# TEXT PASSAGE
=== Section Start ===

What's the difference between TB500 and thymosin beta-4?
20 posts
I keep reading them used interchangeably but also separately. Which is it? Is it just branding?
9 Replies
68 posts
Depends on the supplier. Most research-grade "TB500" is the full Tβ4. Some are a fragment (LKKTETQ + stabilizers). Read the COA if you care — mass / molecular weight tells you which.
- Epithalon · 10 mg · 10d on / 80d off · sub-Q
- MOTS-c · 5 mg · 2x/wk · sub-Q
- 5-Amino-1MQ · 150 mg · daily · oral
20 posts
@theoretic so if I buy "TB500" am I getting the full protein or the fragment?
68 posts
Thymosin beta-4 (Tβ4) is a 43-amino-acid protein naturally produced in the body. "TB500" is a marketing/research name for a synthetic fragment, often cited as the "active region" of Tβ4. In practice, most "TB500" products are either the full Tβ4 sequence or a fragment, and suppliers label inconsistently. Functionally in the research-peptide world, people use them interchangeably. Mechanistically, they're related but not technically identical.
- Epithalon · 10 mg · 10d on / 80d off · sub-Q
- MOTS-c · 5 mg · 2x/wk · sub-Q
- 5-Amino-1MQ · 150 mg · daily · oral
71 posts
This is a good thread to bookmark because "what's TB500" is asked weekly and the answer is "the labels are a mess and you should read your COA."
20 posts
28 posts
Username checks out, confirming that in 4 years of running "TB500" I've used both fragment and full Tβ4 products with indistinguishable subjective outcomes. n=1.

=== Section End ===

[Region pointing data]
=== Section Start ===

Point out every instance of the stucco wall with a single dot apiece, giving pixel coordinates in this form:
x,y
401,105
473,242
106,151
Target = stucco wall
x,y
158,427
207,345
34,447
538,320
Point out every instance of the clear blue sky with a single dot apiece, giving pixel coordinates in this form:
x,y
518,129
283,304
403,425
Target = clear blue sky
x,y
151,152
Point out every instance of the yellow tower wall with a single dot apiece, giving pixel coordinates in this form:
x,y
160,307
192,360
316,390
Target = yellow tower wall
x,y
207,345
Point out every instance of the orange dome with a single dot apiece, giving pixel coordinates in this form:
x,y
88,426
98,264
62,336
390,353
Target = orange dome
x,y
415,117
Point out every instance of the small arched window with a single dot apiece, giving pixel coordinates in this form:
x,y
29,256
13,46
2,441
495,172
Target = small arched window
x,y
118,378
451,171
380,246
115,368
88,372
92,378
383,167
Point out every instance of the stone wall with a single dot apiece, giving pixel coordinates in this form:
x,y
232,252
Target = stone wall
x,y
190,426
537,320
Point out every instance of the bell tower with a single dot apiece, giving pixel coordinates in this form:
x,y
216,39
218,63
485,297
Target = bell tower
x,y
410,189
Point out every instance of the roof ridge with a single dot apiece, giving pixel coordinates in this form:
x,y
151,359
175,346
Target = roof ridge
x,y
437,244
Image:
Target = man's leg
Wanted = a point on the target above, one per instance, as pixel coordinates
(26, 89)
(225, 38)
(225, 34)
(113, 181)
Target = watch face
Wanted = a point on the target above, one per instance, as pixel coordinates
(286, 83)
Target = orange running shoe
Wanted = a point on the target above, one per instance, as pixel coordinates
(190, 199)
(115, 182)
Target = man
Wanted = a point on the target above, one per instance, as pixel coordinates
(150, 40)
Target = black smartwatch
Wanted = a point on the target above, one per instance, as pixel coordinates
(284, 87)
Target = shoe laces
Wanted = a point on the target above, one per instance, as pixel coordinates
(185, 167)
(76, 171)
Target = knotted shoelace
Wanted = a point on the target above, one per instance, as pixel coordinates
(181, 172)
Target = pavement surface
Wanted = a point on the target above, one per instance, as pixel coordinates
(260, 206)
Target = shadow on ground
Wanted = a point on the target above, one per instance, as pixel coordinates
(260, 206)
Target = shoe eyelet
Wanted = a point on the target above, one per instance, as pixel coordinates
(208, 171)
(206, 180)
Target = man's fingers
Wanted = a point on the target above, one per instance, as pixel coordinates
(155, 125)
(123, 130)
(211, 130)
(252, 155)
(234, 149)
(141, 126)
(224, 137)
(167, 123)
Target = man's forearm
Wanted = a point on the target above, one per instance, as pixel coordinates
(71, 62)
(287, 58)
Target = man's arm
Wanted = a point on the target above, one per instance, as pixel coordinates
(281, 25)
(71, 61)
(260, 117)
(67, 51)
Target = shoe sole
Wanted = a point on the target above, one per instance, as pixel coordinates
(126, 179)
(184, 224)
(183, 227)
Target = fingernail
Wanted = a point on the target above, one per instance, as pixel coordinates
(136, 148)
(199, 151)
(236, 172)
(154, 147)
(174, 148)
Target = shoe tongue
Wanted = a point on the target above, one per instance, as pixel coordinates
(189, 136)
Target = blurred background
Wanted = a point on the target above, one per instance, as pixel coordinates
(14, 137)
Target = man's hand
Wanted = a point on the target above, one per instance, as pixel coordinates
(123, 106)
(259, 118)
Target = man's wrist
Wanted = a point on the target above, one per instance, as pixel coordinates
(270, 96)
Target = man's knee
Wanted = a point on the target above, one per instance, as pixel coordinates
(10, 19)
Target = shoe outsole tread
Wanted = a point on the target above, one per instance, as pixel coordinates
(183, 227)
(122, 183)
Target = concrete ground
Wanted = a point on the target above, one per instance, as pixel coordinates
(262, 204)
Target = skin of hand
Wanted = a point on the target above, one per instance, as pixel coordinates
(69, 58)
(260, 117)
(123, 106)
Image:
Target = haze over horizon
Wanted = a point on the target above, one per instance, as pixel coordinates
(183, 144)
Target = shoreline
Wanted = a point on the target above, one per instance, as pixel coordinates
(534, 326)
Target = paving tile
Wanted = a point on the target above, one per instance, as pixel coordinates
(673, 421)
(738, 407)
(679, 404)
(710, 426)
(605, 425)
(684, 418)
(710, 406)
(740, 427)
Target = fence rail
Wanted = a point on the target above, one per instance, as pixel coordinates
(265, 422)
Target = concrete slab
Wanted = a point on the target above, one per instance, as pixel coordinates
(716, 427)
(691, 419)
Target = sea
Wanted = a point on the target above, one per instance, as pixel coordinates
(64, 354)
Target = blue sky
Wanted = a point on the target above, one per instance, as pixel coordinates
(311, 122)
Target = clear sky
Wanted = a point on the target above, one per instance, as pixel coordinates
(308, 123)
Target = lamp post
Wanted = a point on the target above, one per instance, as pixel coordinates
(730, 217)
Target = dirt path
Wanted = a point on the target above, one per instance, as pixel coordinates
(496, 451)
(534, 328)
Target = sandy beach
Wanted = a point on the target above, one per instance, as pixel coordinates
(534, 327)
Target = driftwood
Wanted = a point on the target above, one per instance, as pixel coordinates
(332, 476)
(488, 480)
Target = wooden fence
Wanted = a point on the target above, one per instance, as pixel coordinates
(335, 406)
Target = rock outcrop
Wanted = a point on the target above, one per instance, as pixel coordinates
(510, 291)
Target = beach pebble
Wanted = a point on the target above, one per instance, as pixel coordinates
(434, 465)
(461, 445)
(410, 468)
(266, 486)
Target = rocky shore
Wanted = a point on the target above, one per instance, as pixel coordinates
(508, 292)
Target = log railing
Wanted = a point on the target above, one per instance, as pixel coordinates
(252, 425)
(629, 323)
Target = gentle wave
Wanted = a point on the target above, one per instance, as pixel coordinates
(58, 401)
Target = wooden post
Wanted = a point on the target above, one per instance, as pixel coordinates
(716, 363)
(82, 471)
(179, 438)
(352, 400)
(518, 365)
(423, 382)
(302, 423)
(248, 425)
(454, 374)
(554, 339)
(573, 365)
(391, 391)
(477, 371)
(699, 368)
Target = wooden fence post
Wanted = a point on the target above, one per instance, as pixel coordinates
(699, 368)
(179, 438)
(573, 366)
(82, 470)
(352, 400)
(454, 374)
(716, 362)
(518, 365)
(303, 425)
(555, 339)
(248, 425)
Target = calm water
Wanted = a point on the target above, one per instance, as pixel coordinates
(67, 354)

=== Section End ===

# WHAT TO DO
1) In the TB500 thread, which substances appear in the dosing lines?
2) Does each statement agree with the TB500 thread? (a) Thymosin beta-4 is a 43-amino-acid protein. (b) MOTS-c is listed as taken orally. (c) One reply reports clearly different subjective outcomes between fragment and full Tβ4 products.

# ANSWERS IN ORDER
1) Epithalon, MOTS-c, 5-Amino-1MQ

2)
(a) Yes: "Thymosin beta-4 (Tβ4) is a 43-amino-acid protein naturally produced in the body."
(b) No: "MOTS-c · 5 mg · 2x/wk · sub-Q"
(c) No: "I've used both fragment and full Tβ4 products with indistinguishable subjective outcomes."